(Rows from a pointing dataset)
---+---

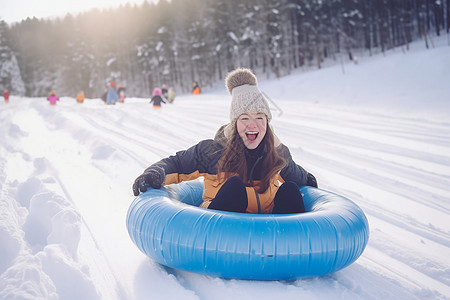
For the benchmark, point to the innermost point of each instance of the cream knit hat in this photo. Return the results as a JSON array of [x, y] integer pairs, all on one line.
[[241, 84]]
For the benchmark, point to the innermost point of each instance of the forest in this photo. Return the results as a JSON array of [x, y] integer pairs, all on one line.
[[178, 42]]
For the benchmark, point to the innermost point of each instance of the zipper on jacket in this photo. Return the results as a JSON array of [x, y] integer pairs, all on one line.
[[251, 178], [257, 201]]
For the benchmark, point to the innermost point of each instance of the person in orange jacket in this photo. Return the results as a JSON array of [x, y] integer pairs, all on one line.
[[243, 165], [196, 88], [6, 95], [53, 98], [80, 97]]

---+---

Requirements: Please copy out only the lines of the entries from the one with "of the forest" up to and including the last line, keeping the requests unchanged. Rescale every x and y coordinate in the answers by multiplying it by 1.75 and rounding to a whole number, with halves rounded up.

Final result:
For the benchmark, point to the innermost point of each instance of the forest in this photo. Return the results as a JSON array of [x, y] integer pairs, all on one line.
[[312, 74]]
For the benchmark, point to the innermost point of each instance of the zipper on jacket in this photo. Return the results as a JSON array of [x, y] integer pairs, all on one line.
[[439, 312], [450, 352]]
For the benchmark, point to the innermost point of each instance of the person in orange jacket in this photo. Return the results as a JSON array of [x, y] integer pairs, all on one line.
[[425, 289], [343, 154], [11, 166], [93, 172], [140, 170]]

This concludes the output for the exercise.